Exclude the pictures and retype the entries as written.

Stored items from a collection:
--- START ---
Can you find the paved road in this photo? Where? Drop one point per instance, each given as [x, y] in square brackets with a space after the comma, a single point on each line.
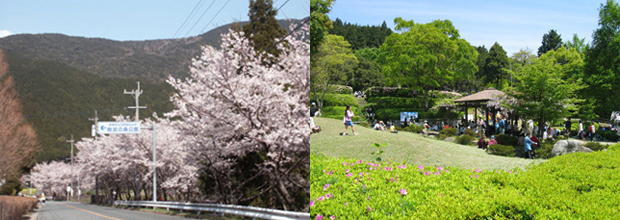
[73, 211]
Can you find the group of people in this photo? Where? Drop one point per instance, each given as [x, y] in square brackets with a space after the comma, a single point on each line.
[359, 94]
[383, 127]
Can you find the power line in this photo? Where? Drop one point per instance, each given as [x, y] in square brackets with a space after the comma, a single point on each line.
[73, 113]
[282, 5]
[191, 14]
[203, 14]
[218, 12]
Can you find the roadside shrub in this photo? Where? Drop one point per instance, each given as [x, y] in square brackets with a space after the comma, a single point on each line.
[608, 135]
[464, 140]
[595, 146]
[390, 91]
[414, 128]
[502, 150]
[340, 89]
[13, 207]
[442, 136]
[337, 112]
[449, 132]
[396, 102]
[506, 139]
[470, 132]
[394, 113]
[544, 150]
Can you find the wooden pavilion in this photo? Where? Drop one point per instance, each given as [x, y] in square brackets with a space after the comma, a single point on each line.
[488, 101]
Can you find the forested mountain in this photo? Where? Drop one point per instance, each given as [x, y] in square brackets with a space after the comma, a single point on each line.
[151, 59]
[361, 36]
[58, 100]
[61, 79]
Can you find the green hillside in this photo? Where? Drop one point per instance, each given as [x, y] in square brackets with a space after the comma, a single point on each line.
[58, 100]
[403, 147]
[154, 60]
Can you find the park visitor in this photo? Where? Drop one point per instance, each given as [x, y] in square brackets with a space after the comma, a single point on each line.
[528, 142]
[348, 114]
[482, 143]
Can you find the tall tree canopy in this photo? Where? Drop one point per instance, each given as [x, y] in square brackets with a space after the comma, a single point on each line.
[495, 67]
[546, 90]
[427, 56]
[551, 41]
[577, 43]
[603, 61]
[263, 28]
[361, 36]
[334, 64]
[319, 23]
[17, 137]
--- END ---
### WRITTEN RESPONSE
Can you find the paved road in this photo? Where? Drop one point per instance, each given as [x, y] in square brackets with a space after the comma, a single point on each line.
[73, 211]
Can you find the group of people in this photo? Where? Drop one point per instance, each given as [x, y] in square brackets with a space after the comma, a single point on each line.
[359, 94]
[383, 127]
Can you find the power line in this photo? Where? Drop one point per instance, each given as [x, y] in square brackets with a space after the comma, a single point on each line.
[73, 113]
[282, 5]
[191, 14]
[203, 14]
[218, 12]
Can you find the roadside shrub in this photo? Where? Drop one point per instance, each given as [x, y] in square brackets with a space after the comma, a single point on each line.
[608, 135]
[464, 140]
[595, 146]
[390, 91]
[414, 128]
[502, 150]
[340, 89]
[13, 207]
[442, 136]
[337, 112]
[449, 132]
[396, 102]
[506, 139]
[470, 132]
[394, 113]
[544, 150]
Can you find the wooden pavilion in this photo? Where? Drop one point per instance, each given as [x, y] in square brackets with a space after the comma, a single point on each line.
[488, 101]
Can you find the forested mountain in this photo? Where? Drop one point per instance, each given as [x, y] in square brackets with a space after the comma, a single point on each line.
[151, 59]
[361, 36]
[58, 100]
[61, 79]
Can you find the green hillside in this photo? Where? Drop one point per instance, each given as [x, y] in square brackets with a space after the comma, a single point on each line.
[58, 100]
[403, 147]
[154, 60]
Can you find the park visitor in this photo? Where? Drop one point per instance, each given as [x, y] in square brackets with a space after the comma, a single point on each line.
[528, 142]
[348, 114]
[482, 143]
Can you find the tall tree canopy in this photo? Where? Drop one point per instance, each given as [x, y] in square brackets with a space after the comma, a single point on each line.
[495, 67]
[546, 90]
[427, 56]
[551, 41]
[577, 43]
[603, 61]
[263, 28]
[361, 36]
[334, 64]
[319, 23]
[17, 137]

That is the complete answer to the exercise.